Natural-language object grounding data
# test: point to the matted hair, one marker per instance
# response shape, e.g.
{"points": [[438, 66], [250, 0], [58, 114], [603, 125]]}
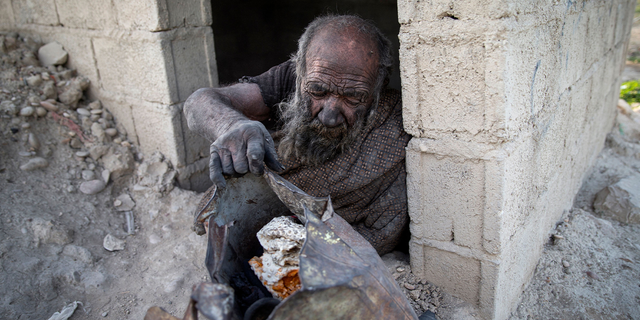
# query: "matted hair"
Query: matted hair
{"points": [[365, 27]]}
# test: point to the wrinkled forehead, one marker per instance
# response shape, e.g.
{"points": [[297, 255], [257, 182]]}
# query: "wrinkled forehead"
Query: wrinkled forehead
{"points": [[345, 48]]}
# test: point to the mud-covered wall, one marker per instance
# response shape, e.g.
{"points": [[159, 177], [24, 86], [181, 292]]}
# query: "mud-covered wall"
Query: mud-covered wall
{"points": [[144, 58], [509, 103]]}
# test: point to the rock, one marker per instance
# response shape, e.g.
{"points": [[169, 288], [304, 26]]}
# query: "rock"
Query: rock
{"points": [[9, 108], [52, 54], [41, 112], [70, 95], [33, 141], [83, 112], [34, 163], [112, 243], [29, 59], [34, 80], [49, 106], [125, 203], [118, 161], [95, 105], [88, 175], [620, 201], [27, 111], [92, 279], [97, 151], [75, 143], [49, 90], [111, 132], [97, 131], [47, 232], [105, 175], [92, 187], [78, 253], [82, 154]]}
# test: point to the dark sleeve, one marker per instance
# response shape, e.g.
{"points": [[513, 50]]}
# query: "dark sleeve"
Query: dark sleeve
{"points": [[276, 84]]}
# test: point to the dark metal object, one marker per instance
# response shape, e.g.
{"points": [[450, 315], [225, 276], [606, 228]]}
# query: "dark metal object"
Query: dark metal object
{"points": [[342, 275]]}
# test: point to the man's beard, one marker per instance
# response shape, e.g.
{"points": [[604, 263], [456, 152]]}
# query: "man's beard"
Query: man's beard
{"points": [[308, 140]]}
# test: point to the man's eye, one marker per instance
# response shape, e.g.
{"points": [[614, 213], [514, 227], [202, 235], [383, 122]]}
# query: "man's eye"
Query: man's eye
{"points": [[318, 93]]}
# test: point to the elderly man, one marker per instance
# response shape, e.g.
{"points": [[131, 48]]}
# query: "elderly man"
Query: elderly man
{"points": [[328, 115]]}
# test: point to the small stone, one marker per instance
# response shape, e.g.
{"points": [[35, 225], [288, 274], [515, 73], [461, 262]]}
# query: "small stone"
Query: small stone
{"points": [[95, 105], [92, 187], [49, 106], [34, 163], [75, 143], [126, 203], [106, 175], [88, 175], [112, 243], [415, 294], [97, 131], [41, 112], [52, 54], [82, 154], [27, 111], [83, 112], [34, 80], [78, 253], [154, 239], [111, 132], [33, 141]]}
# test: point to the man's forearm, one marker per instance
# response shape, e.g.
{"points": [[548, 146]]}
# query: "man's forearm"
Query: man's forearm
{"points": [[210, 114]]}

[Task details]: Pictures stay out, and every line of the records is transcribed exactly.

[Your solution]:
# test: point to the matted hair, one marker per instance
# response shape, e.g.
{"points": [[438, 66], [250, 0], [58, 114], [603, 125]]}
# query: "matted hair"
Query: matted hair
{"points": [[365, 27]]}
# test: point to the wrinkled forehead, one marker per instance
# response shape, e.g.
{"points": [[297, 255], [257, 182]]}
# query: "wrinkled forehead"
Query: wrinkled forehead
{"points": [[345, 48]]}
# test: point to the mud-covered wall, one marker per instance
# response shape, e.g.
{"points": [[159, 177], [24, 86], [181, 292]]}
# query: "mud-covered wall"
Query: mud-covered wall
{"points": [[144, 58], [509, 103]]}
# test: point to the rock, one marker per instance
# response shape, e.g.
{"points": [[169, 288], [304, 26]]}
# query: "rock"
Query: rock
{"points": [[9, 108], [52, 54], [41, 112], [70, 95], [33, 141], [83, 112], [34, 163], [112, 243], [29, 59], [34, 80], [49, 106], [125, 203], [118, 161], [95, 105], [88, 175], [620, 201], [27, 111], [92, 279], [97, 151], [75, 143], [49, 90], [111, 132], [97, 131], [47, 232], [105, 175], [92, 187], [78, 253], [82, 154]]}
# test: point to the dark sleeve, one marker per instance
# response shape, e.g.
{"points": [[513, 50]]}
# query: "dark sleeve"
Query: dark sleeve
{"points": [[276, 84]]}
# test: point to the dark metal object, one marker per instance
# response shape, e.g.
{"points": [[450, 315], [225, 276], [606, 228]]}
# query: "dark metal object"
Query: dark metal object
{"points": [[342, 275]]}
# test: point to the man's beard, one marker per instance
# response shape, e.g.
{"points": [[604, 263], [456, 152]]}
# query: "man's beard"
Query: man's beard
{"points": [[308, 140]]}
# test: point to the man's eye, one marker per instance
# response shape, e.g.
{"points": [[614, 213], [514, 227], [202, 235], [383, 122]]}
# query: "man's eye"
Query: man's eye
{"points": [[318, 93]]}
# test: point to the elderly man, one marker per instance
# response shape, e.g.
{"points": [[131, 48]]}
# query: "elderly man"
Query: elderly man
{"points": [[328, 115]]}
# test: point to the small stone, one marker per instance
# response shape, e.g.
{"points": [[35, 225], [288, 274], [515, 73], [461, 262]]}
# query: "small stone"
Query: small stone
{"points": [[95, 105], [92, 187], [49, 106], [34, 163], [75, 143], [126, 203], [106, 175], [88, 175], [112, 243], [415, 294], [97, 131], [41, 112], [52, 54], [82, 154], [27, 111], [83, 112], [34, 80], [78, 253], [154, 239], [111, 132], [33, 141]]}
# test: point to the man's forearm, one marker per instance
# response shape, e.g.
{"points": [[548, 146]]}
# query: "man's forearm"
Query: man's forearm
{"points": [[210, 114]]}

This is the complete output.